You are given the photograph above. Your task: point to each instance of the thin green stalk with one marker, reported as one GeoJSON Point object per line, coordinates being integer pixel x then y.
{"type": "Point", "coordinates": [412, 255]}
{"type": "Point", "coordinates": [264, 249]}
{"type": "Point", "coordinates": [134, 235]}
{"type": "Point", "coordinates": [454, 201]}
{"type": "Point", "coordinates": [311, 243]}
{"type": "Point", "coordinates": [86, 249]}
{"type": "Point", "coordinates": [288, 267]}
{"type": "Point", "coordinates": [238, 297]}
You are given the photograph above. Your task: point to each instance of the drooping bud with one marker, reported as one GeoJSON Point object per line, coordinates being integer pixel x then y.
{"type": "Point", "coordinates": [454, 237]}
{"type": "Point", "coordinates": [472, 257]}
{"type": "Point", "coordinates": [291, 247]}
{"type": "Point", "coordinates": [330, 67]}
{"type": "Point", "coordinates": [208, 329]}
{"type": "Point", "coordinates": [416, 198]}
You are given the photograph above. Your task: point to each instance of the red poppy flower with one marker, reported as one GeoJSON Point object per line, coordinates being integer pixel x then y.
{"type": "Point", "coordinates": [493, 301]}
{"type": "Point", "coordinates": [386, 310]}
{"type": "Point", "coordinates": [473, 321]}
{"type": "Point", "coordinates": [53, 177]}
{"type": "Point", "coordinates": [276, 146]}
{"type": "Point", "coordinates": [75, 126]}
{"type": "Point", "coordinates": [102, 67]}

# # # # # # #

*What is required:* Output the lines above as a JSON list of strings, one string per line. Begin with the line containing "the red poppy" and continue through the final line of the rows, including both, and leave out any blank lines.

*Full output:*
[
  "You are given the photograph above. Your task: point to each instance of the red poppy flower with one marker, reported as one GeoJSON Point object per line, coordinates being integer pixel x then y.",
  "{\"type\": \"Point\", \"coordinates\": [493, 301]}",
  "{\"type\": \"Point\", \"coordinates\": [386, 310]}",
  "{\"type\": \"Point\", \"coordinates\": [473, 321]}",
  "{\"type\": \"Point\", \"coordinates\": [53, 177]}",
  "{\"type\": \"Point\", \"coordinates\": [276, 146]}",
  "{\"type\": \"Point\", \"coordinates\": [75, 126]}",
  "{\"type\": \"Point\", \"coordinates\": [102, 67]}"
]